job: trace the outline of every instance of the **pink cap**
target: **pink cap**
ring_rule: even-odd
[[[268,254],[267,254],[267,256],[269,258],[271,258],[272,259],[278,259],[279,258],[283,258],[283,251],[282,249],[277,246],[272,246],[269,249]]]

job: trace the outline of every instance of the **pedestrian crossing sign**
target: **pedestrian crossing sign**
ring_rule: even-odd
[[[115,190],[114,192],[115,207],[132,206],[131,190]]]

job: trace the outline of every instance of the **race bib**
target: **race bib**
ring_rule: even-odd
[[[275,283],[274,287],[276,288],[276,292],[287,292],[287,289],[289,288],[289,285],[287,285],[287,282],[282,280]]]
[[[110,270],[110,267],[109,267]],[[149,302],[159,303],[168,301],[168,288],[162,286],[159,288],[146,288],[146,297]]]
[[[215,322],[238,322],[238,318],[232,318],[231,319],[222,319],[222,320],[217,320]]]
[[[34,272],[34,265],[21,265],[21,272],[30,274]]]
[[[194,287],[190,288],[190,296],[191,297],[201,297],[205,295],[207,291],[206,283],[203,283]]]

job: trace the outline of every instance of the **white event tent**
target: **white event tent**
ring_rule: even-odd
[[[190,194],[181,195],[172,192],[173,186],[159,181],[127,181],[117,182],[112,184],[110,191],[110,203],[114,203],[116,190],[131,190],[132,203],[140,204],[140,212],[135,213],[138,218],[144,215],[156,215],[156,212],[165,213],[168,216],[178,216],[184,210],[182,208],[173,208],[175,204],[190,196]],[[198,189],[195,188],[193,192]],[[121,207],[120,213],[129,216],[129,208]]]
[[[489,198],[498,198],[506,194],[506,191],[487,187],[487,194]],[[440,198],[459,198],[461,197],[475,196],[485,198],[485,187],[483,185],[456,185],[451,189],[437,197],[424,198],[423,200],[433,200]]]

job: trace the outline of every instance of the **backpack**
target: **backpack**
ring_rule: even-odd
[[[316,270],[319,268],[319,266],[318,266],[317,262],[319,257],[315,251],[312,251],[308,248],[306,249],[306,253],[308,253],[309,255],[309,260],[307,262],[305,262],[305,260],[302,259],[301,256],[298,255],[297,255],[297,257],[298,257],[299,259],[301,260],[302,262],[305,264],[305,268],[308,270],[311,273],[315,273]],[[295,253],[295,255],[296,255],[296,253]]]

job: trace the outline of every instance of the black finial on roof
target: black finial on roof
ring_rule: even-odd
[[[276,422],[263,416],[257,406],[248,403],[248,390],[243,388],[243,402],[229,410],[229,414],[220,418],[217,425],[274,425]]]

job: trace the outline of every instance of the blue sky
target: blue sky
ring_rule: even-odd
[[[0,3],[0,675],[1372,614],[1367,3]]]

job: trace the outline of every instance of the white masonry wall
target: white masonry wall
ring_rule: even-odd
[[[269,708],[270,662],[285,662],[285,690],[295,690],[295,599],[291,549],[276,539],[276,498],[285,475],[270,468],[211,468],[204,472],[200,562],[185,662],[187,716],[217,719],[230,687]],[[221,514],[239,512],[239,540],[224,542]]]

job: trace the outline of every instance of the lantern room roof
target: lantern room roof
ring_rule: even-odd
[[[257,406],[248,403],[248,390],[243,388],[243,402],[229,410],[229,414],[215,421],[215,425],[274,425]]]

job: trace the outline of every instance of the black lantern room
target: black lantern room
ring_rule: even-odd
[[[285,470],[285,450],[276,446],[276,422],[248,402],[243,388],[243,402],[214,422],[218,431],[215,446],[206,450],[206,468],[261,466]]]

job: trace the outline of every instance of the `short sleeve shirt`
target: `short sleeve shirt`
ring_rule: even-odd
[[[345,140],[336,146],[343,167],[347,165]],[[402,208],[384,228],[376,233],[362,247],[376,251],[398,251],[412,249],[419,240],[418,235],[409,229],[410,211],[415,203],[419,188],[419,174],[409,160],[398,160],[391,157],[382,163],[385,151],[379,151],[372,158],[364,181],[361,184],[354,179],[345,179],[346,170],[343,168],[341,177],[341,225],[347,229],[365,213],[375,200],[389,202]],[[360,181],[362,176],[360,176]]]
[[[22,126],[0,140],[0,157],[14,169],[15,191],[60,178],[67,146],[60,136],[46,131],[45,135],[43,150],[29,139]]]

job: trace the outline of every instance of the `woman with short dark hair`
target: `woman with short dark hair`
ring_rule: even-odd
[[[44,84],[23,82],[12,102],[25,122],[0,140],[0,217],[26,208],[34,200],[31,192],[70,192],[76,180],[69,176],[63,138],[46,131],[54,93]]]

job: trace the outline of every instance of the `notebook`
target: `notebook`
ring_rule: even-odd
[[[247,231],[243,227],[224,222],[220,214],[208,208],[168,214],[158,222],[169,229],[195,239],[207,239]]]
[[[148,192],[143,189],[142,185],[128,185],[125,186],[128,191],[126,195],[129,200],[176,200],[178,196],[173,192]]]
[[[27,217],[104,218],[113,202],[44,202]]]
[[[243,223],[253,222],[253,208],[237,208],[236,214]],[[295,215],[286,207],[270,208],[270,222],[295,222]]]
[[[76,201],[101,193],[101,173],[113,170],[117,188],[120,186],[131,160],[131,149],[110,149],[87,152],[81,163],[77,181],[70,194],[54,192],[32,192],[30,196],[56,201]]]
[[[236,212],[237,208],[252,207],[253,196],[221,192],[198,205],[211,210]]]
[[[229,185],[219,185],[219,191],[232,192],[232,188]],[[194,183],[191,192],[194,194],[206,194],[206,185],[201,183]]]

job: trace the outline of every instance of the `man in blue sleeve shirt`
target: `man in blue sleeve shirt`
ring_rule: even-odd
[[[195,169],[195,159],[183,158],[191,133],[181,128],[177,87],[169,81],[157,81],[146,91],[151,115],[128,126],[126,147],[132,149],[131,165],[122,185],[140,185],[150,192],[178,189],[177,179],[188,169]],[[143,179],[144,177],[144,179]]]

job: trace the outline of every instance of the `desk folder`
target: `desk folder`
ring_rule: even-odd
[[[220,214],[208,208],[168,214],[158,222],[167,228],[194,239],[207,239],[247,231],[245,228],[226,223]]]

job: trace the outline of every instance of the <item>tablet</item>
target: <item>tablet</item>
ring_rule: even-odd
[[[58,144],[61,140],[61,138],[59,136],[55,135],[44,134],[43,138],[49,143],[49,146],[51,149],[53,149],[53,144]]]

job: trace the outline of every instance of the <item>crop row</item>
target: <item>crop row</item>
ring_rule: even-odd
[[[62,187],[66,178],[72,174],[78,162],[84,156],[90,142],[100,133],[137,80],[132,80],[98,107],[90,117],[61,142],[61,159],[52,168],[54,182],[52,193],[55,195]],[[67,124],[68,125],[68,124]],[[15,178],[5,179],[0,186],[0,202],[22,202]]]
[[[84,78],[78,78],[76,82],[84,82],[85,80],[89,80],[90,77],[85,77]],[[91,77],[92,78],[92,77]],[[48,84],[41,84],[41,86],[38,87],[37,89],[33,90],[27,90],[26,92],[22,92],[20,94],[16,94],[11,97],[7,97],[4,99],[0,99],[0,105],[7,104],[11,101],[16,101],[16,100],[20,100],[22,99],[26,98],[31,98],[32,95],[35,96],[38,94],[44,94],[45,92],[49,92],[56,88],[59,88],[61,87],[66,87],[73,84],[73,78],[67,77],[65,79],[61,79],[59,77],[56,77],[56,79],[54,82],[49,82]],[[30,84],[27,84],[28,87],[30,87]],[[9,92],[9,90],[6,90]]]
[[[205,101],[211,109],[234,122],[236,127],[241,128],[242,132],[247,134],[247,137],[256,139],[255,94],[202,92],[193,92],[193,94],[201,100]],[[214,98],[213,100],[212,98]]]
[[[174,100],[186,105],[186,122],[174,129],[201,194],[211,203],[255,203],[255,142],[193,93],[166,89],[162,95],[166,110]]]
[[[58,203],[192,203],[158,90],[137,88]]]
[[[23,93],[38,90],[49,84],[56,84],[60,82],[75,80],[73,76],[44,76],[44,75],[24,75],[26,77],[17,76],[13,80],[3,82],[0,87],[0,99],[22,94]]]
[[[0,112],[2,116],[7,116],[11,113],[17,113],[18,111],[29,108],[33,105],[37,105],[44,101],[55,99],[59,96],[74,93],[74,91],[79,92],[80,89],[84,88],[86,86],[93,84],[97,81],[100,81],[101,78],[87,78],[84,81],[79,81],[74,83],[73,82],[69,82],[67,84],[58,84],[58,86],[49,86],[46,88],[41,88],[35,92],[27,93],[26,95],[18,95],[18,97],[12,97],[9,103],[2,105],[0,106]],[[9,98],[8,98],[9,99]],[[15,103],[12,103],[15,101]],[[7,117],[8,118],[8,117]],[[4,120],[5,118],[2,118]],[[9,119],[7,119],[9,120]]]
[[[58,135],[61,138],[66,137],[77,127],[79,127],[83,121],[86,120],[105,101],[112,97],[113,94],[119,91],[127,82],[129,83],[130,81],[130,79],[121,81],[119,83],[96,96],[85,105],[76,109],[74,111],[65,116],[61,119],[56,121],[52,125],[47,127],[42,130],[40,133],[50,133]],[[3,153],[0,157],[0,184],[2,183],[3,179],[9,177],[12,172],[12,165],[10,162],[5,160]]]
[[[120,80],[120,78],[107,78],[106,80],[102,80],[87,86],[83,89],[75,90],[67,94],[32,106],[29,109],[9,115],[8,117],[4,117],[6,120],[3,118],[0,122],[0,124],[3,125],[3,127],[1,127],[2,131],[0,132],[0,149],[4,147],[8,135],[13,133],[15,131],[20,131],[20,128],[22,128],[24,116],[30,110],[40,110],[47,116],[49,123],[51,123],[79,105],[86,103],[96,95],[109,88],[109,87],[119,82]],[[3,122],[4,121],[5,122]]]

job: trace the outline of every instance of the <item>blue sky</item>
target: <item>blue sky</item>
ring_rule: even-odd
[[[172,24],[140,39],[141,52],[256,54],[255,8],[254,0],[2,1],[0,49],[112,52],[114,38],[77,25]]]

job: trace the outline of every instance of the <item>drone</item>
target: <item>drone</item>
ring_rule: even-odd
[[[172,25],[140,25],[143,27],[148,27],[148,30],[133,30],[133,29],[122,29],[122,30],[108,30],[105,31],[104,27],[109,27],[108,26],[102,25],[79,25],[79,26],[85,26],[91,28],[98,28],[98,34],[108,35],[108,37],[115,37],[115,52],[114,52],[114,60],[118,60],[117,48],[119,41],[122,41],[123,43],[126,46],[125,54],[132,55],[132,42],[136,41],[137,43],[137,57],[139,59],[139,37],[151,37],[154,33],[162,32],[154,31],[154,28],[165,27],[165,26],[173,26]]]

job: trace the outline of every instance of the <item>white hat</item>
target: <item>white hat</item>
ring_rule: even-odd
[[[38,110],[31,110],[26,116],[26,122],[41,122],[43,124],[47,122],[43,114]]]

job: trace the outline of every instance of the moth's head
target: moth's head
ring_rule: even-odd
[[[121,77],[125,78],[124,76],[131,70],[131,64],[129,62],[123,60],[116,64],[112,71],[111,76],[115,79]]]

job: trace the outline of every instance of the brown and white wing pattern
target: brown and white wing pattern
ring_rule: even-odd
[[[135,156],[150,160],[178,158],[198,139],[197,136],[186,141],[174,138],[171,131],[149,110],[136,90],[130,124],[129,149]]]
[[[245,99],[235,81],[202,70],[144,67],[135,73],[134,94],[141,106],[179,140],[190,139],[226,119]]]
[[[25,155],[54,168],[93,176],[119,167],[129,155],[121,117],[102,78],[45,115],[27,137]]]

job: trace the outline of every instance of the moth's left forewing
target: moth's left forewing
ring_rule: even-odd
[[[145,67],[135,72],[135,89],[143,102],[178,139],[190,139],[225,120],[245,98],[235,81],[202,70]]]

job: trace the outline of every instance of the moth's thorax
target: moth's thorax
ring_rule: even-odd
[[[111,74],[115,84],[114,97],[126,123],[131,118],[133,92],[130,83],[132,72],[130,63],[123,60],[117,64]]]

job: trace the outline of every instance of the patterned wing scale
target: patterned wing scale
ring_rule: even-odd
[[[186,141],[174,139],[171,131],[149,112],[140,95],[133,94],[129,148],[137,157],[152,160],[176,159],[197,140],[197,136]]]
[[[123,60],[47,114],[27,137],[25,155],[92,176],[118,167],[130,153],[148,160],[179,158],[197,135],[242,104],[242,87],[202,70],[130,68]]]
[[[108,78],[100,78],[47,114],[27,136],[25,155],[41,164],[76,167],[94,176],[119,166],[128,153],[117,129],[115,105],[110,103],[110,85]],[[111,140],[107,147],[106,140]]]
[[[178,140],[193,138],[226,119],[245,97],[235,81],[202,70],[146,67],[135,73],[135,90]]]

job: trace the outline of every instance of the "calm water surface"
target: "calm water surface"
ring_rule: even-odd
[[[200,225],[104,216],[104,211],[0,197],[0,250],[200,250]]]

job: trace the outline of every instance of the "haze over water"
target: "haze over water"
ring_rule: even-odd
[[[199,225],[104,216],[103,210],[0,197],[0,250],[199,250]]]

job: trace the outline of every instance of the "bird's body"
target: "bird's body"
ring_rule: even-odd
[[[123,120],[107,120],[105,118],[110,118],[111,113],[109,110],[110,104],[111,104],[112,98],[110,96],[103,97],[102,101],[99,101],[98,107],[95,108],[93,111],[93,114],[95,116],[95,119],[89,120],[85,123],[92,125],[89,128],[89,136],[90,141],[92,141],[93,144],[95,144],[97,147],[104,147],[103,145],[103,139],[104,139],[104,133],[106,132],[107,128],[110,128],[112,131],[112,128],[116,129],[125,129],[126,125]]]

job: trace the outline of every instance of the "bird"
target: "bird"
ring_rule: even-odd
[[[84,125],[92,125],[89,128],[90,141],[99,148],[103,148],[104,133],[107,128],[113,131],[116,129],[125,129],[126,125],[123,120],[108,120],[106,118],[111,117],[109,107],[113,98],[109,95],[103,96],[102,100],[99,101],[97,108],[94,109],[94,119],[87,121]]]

TASK >> Can you rename "pink cap" to "red cap" in the listing from its first line through the line with "[[[115,190],[114,192],[115,207],[132,206],[131,190]]]", returning only those lines with nothing else changed?

TASK ANSWER >>
job: trace the outline of every instance of the **red cap**
target: **red cap**
ring_rule: even-odd
[[[268,254],[267,254],[267,256],[269,258],[271,258],[272,259],[278,259],[279,258],[283,258],[283,251],[282,249],[277,246],[272,246],[269,249]]]

job: trace the outline of every instance of the **pedestrian crossing sign**
target: **pedestrian crossing sign**
ring_rule: even-odd
[[[115,190],[114,192],[115,207],[132,206],[131,190]]]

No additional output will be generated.